## Actions requises
(a) Répondez aux questions suivantes d'après le texte sur la scène hip-hop d'Athènes, en reprenant les mêmes repères pour vos réponses.
(i) Qui a tué le rappeur Pavlos Fyssas ?
(ii) Dans quel quartier Kévin alias Negros Tou Moria a-t-il déménagé ?
(iii) À quel âge Kévin a-t-il commencé l'écriture ?
(b) Poursuivez le texte sur la scène hip-hop d'Athènes à partir de sa dernière phrase.

## Texte extrait
________

Le royaume hellénique n’est pas seulement un lieu de crises et de souffrance. Après plus de cinq ans d’austérité, l’adversité a réveillé la créativité des Athéniens - en particulier la scène Hip-hop de la ville.
Après le traumatisme causé par le meurtre du rappeur Pavlos Fyssas par un membre du parti néo-nazi de l’Aube Dorée en 2013, les rappeurs d’Athènes se relèvent et se mêlent à cette effervescence culturelle qui envahit la ville.
Depuis quelques années, le rap afro-grec se renouvelle grâce aux élans téméraires et passionnés d’une nouvelle génération. Les deux piliers du nouveau mouvement afro-grec d’Athènes sont les rappeurs Negros Tou Moria[1] et Kareem Kalokoh. L’un est d’origine ghanéenne, l’autre vient du Sierra Leone. Ils ont été dans la même école primaire dans le centre ville, puis Kévin alias Negros Tou Moria a déménagé à Kipseli, le quartier africain d’Athènes. Ni ennemis, ni amis, ils sont aujourd’hui les deux figures montantes de la nouvelle scène Hip-hop grecque.
Negros Tou Moria rappe en grec. Toute sa musique est fondée autour de l’idée de confronter certains élans narcissiques engendrés parfois par l’uniformité culturelle. Il prône l’hétérogénéité comme source de créativité. C’est pour ça, insiste-t-il, qu’il tient à l’assemblage de symboles dans ses morceaux. Un mélange composé de trois fondamentaux : des paroles en grec, posées sur des rythmes Hip-hop et incarnées par lui, né de parents ghanéens.
Negros Tou Moria, le rappeur grec d’origine ghanéenne.
Kévin a commencé l’écriture très jeune, à l’âge de 11 ans. « Je faisais des parodies », nous confie-t-il, « avec mes propres rimes en anglais ». L’attraction pour la langue grecque est venue plus tard, grâce aux métaphores et proverbes utilisés par sa prof d’arts plastiques. C’est l’union de l’aspect mélodique et en même temps très populaire des proverbes qui l’a séduit.

________

## Données disponibles

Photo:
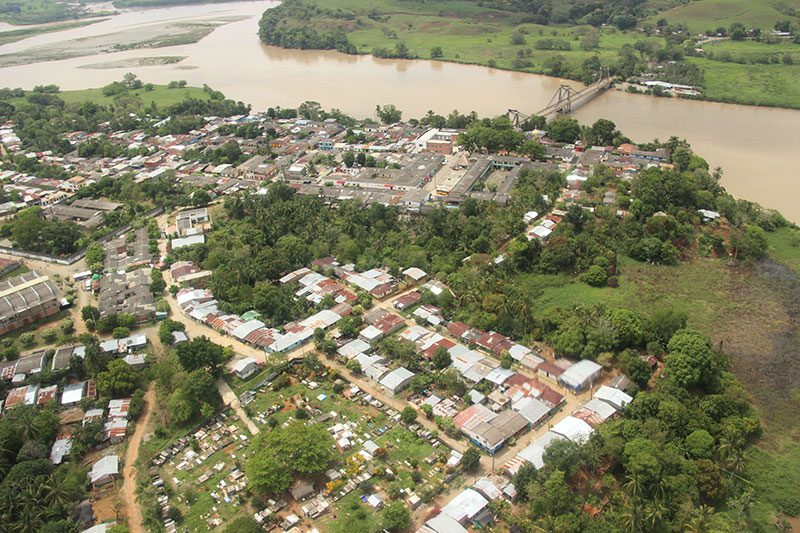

________

## Réponses aux consignes
(a)
(i) Un membre du parti néo-nazi de l'Aube Dorée.
(ii) À Kipseli, le quartier africain d'Athènes.
(iii) À 11 ans.

(b)
Au début, des poèmes, puis, petit à petit, des chansons ; Kévin de Negros Tou Moria manipule la langue grecque comme peu de natifs savent le faire. Le rappeur se passionne pour l’étymologie colorée de sa langue. Ces mots venus d’ailleurs, ces emprunts linguistiques d’origines albanaise, turque, mais aussi italienne ou même française sont précieux pour Negros Tou Moria. Un amour pour sa langue d’adoption qu’il fait sonner à sa manière, dans un éventail culturel dont il a le secret.
La trilogie “ΜΠΕΣΑ” (mpesa) de Negros Tou Moria.
“ΜΠΕΣΑ” (mpesa) est une trilogie de morceaux représentant différentes périodes de sa vie et jouant avec ironie sur l’adverbe “Μπέσα”, qui signifie “pour de vrai, honnêtement” en grec – un mot qui vient d’Albanie.
Être noir en Grèce représente encore une épreuve aujourd’hui, comme celle d’être sans cesse confronté aux nombreux regards racistes. “Le plus difficile c’est de réaliser que t’as grandi dans un pays qui ne veut pas de toi”, nous confie Kévin au sujet du combat qu’il a dû mener pour obtenir ses papiers, alors qu’il est né et a grandi en Grèce. Une douleur qu’il ne laisse pas se transformer en amertume ni en haine. Il explique, il comprend presque.
“Le chauffeur de bus est grec, le banquier au guichet est grec, le serveur au café est grec, la postière est grecque… Ils ne voient jamais personne de différent. « Black Odyssey » (son projet musical qui mêle live et spoken word, NDLR), c’est moi, c’est ma vie, mon parcours depuis ma naissance en Grèce. Des moments beaux, et d’autres moins. Et puis j’ai toujours aimé Ulysse – surtout quand j’ai compris qu’il n’avait jamais eu tous ces tourments dans la mer Egée, mais qu’il prenait juste du bon temps sur les îles ! (rires)” – Kévin.
Negros Tou Moria est actuellement de retour au studio et prépare un nouveau projet pour début 2018.
Kareem Kalokoh, inspiré par Larry Clark
Dans un autre style, Kareem Kalokoh se fait une place dans la scène afro-grecque en rappant en anglais sur des sons électriques et atmosphériques, qui évoquent A$AP Rocky ou Kendrick Lamar.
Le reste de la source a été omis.